• [Information shown]
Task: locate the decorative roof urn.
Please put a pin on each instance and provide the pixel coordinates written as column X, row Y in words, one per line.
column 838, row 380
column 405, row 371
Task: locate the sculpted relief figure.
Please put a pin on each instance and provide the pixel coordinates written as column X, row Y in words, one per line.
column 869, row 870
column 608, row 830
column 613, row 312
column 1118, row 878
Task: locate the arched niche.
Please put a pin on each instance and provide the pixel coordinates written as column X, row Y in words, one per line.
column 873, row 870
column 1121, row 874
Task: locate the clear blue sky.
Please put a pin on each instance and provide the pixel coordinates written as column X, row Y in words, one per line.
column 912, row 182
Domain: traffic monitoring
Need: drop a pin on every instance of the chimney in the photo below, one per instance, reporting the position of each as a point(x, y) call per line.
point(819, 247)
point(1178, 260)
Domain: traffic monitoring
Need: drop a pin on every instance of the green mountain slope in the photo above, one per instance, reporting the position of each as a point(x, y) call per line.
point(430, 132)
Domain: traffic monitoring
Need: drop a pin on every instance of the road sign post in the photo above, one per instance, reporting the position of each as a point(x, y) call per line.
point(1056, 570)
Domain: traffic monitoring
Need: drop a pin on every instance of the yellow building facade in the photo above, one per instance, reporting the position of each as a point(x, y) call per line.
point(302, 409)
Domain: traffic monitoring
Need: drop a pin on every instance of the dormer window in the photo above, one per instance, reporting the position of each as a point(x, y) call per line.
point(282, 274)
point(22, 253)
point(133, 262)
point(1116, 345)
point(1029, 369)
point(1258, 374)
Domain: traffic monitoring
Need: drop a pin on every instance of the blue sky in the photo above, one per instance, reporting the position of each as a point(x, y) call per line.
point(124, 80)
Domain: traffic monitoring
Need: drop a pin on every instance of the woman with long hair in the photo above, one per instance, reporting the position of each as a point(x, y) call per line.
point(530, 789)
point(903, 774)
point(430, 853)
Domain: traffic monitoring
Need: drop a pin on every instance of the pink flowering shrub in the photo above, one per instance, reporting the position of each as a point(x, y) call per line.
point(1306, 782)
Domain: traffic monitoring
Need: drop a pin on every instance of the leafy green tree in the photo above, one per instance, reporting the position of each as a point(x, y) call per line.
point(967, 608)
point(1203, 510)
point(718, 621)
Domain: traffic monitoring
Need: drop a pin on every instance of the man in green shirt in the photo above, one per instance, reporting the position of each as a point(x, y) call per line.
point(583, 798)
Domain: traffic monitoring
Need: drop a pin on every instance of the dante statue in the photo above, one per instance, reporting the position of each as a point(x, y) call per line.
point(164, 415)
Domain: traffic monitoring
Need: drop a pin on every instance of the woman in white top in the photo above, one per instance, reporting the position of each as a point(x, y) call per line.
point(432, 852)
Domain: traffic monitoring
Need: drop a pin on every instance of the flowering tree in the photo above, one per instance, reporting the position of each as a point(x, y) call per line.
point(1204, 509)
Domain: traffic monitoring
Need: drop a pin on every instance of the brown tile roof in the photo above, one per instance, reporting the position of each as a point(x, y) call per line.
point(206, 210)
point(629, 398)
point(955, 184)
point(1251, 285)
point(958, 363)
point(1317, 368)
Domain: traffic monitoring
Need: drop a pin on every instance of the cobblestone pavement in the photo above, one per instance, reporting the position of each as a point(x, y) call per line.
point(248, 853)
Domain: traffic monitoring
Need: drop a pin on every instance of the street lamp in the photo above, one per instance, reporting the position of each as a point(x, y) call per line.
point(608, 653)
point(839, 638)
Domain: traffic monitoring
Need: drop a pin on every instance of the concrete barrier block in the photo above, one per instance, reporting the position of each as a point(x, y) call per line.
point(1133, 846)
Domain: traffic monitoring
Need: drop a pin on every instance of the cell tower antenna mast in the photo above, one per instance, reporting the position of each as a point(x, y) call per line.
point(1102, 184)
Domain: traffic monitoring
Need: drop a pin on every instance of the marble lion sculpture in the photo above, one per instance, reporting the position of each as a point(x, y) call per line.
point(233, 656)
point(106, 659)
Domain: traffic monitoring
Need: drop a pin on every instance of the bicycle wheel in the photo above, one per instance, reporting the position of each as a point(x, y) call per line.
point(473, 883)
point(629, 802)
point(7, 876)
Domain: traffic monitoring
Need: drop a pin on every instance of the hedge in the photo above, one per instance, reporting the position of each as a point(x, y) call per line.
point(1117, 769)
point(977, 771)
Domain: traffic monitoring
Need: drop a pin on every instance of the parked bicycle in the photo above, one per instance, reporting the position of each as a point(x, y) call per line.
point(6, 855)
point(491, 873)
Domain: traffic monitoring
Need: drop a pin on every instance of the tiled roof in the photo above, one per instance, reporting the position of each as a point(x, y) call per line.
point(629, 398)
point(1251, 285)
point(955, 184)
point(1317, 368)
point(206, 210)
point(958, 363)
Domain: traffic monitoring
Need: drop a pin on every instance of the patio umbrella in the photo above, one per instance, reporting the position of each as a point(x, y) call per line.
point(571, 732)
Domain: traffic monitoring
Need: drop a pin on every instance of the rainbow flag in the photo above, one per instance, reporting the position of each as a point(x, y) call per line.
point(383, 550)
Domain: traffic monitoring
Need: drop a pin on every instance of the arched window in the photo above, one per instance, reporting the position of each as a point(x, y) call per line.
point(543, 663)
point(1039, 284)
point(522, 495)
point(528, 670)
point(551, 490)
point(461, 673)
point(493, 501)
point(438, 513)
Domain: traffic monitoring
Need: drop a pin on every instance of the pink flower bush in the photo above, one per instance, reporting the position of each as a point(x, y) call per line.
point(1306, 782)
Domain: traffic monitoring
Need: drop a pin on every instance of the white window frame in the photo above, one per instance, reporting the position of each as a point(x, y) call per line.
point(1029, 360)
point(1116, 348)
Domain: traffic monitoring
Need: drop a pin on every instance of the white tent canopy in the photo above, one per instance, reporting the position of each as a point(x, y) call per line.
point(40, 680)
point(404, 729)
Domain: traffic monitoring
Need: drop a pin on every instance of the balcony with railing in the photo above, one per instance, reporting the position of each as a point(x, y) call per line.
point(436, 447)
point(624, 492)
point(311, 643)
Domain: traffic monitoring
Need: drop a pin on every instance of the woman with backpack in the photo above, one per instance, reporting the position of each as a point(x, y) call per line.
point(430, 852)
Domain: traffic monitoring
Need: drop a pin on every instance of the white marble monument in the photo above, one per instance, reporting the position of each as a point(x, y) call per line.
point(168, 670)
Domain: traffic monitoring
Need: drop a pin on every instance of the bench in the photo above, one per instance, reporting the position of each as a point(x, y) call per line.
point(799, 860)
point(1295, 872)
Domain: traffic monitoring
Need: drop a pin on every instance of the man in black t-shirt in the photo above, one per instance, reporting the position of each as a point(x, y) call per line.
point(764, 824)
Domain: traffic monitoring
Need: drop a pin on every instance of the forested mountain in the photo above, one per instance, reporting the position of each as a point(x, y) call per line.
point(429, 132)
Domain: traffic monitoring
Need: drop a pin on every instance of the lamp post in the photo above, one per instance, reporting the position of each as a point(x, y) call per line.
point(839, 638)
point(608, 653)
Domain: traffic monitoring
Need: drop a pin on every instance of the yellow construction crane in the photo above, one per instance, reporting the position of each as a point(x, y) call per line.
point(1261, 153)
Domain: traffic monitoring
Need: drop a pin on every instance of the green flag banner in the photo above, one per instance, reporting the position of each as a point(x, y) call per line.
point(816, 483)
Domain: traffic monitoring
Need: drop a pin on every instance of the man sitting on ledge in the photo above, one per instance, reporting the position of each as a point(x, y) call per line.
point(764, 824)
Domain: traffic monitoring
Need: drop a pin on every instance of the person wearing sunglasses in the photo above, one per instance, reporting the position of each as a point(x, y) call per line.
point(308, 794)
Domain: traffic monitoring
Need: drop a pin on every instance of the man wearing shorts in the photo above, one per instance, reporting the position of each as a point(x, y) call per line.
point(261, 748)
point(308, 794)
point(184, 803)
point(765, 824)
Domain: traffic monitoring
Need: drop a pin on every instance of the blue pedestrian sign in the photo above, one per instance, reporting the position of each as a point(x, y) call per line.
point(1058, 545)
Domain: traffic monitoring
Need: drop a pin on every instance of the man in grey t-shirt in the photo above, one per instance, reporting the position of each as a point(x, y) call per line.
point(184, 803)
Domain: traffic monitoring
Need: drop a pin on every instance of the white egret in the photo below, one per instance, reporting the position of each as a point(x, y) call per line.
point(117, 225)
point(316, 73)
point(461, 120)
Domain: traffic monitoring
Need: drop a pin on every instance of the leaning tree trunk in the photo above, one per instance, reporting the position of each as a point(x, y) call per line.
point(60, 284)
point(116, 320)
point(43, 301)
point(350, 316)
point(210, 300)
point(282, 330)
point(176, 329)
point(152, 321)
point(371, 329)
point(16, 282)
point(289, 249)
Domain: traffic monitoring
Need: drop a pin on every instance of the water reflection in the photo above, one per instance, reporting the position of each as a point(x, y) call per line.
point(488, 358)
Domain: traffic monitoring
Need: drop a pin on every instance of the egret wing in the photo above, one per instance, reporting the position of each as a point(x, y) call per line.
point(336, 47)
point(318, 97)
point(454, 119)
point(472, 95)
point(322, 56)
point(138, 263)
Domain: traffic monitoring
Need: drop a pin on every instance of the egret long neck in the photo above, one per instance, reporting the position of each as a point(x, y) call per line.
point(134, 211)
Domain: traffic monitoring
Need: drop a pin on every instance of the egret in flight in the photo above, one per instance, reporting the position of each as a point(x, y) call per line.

• [What needs to be done] Present the lines of the data above, starting with the line that contains "Task: locate the clear blue sky." and going on through the line that contains "point(302, 409)", as a Markdown table with the columns "Row" and "Text", numbering each row and leaving out any blank lines.

• [The response]
| Row | Text |
|---|---|
| 1 | Task: locate the clear blue sky. |
| 2 | Please put a pin on each instance and provide the pixel coordinates written as column X, row Y in words, one per line. |
| 3 | column 912, row 182 |
| 4 | Domain: traffic monitoring |
| 5 | Need: drop a pin on every instance of the chimney in the photo below, one per instance, reporting the position of each as a point(x, y) call per line. |
| 6 | point(819, 247) |
| 7 | point(1178, 260) |
| 8 | Domain: traffic monitoring |
| 9 | Need: drop a pin on every instance of the green mountain slope in the photo above, one per instance, reporting the position of each as a point(x, y) call per line. |
| 10 | point(430, 132) |
| 11 | Domain: traffic monitoring |
| 12 | Need: drop a pin on every instance of the road sign post in the photo above, one per instance, reporting the position of each as a point(x, y) call per line. |
| 13 | point(1056, 570) |
| 14 | Domain: traffic monitoring |
| 15 | Need: drop a pin on every instance of the yellow building facade in the photo above, one per instance, reporting the position of each as a point(x, y) call per line. |
| 16 | point(302, 409) |